» **TEXT FOR ANALYSIS**:
Scientific Publication
Lou Beaulieu-Laroche, Marine Christin, Annmarie Donoghue, Francina Agosti, Noosha Yousefpour, Hugues Petitjean, Albena Davidova, Craig Stanton, Uzair Khan, Connor Dietz, Elise Faure, Tarheen Fatima, Amanda MacPherson, Stephanie Mouchbahani-Constance, Daniel G. Bisson, Lisbet Haglund, Jean A. Ouellet, Laura S. Stone, Jonathan Samson, Mary-Jo Smith, Kjetil Ask, Alfredo Ribeiro-da-Silva, Rikard Blunck, Kate Poole, Emmanuel Bourinet, and Reza Sharif-Naeini TACAN is an ion channel involved in sensing mechanical pain. Cell. Volume 180 issue 5. Page 956-967. https://www.cell.com/cell/pdf/S0092-8674(20)30114-8.pdf
Identification of TACAN as a novel mechanical pain sensor and target for pain therapies
Our understanding of pain sensing has been hindered by a lack of knowledge concerning the key molecular players. Detecting mechanical stimuli is essential for physiological functions such as touch, hearing, and proprioception. It involves sensor proteins that convert mechanical forces into electrical signals that can be relayed to the brain. Although several mechanical sensors have been identified, the sensors for our most unwanted experience, pain, remain elusive. In this paper, Lou Beaulieu-Laroche and collaborators report the identification of TACAN, a novel mechanical sensor implicated in pain sensing.
The researchers identified TACAN as a protein located in the cell membrane that had the ability to robustly increase the magnitude of mechanically-evoked electrical signals in cells. They confirmed it acted as a mechanical sensor by purifying and reconstituting TACAN in synthetic lipids. Next, they tested the role of TACAN in nociceptors, which are pain sensing neurons that innervate the skin. They found that mechanically-evoked electrical signals were drastically decreased in nociceptors with reduced TACAN expression. This suggested that TACAN endowed nociceptors with mechanical sensitivity, but did not determine if it was necessary to detect painful mechanical stimuli. To address this, the researchers genetically removed TACAN from nociceptors in mice, which resulted in an impaired ability to detect painful mechanical stimuli.

» **DATA EXTRACT**:
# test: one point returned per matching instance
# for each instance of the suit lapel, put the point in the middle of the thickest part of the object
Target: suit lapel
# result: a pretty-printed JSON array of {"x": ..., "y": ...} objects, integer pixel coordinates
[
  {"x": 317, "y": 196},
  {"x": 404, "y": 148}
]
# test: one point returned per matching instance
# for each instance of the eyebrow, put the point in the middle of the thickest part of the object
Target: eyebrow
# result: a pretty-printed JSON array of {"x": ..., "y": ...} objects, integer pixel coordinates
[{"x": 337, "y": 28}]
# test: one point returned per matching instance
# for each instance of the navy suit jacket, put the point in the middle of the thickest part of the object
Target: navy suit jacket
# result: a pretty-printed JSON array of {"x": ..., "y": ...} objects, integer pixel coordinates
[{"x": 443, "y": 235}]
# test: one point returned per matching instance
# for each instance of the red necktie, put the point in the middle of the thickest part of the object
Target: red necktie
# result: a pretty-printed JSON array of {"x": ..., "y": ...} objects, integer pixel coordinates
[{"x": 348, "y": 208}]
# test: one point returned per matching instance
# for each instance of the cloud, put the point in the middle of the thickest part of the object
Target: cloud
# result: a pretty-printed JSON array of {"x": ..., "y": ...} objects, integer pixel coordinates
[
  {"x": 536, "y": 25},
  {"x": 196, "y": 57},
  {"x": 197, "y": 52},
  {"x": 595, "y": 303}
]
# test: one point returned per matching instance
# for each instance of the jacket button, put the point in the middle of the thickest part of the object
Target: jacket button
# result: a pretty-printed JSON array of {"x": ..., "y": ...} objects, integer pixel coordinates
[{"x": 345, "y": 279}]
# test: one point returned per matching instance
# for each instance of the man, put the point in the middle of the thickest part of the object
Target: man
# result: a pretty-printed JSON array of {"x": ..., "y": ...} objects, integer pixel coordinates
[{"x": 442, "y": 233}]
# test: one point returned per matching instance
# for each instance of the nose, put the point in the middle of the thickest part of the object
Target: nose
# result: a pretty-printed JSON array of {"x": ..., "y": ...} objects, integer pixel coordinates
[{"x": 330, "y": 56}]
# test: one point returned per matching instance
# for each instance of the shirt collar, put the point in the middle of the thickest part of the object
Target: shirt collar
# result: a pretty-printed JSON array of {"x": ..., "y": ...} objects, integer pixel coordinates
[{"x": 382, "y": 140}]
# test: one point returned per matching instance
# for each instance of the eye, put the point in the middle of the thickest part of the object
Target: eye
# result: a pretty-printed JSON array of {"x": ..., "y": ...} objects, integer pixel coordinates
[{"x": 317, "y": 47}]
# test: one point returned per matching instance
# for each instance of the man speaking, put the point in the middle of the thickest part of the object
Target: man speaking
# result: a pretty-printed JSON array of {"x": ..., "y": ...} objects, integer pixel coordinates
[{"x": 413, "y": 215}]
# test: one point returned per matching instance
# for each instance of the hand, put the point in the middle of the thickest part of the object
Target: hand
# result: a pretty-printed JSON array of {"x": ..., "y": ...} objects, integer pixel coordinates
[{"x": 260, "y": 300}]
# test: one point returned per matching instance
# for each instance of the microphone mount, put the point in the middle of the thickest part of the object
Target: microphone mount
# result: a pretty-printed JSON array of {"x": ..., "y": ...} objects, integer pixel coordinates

» **ACTION ITEM**:
Do these statements agree with the text about TACAN above? For each, answer yes or no and quote the words from the text that decide it.
(a) The researchers purified TACAN and reconstituted it in synthetic lipids.
(b) Nociceptors with reduced TACAN expression showed larger mechanically-evoked electrical signals.
(c) The researchers genetically removed TACAN from nociceptors in rats.

» **SOLUTION TO THIS PROBLEM**:
(a) Yes: "by purifying and reconstituting TACAN in synthetic lipids"
(b) No: "mechanically-evoked electrical signals were drastically decreased in nociceptors with reduced TACAN expression"
(c) No: "the researchers genetically removed TACAN from nociceptors in mice"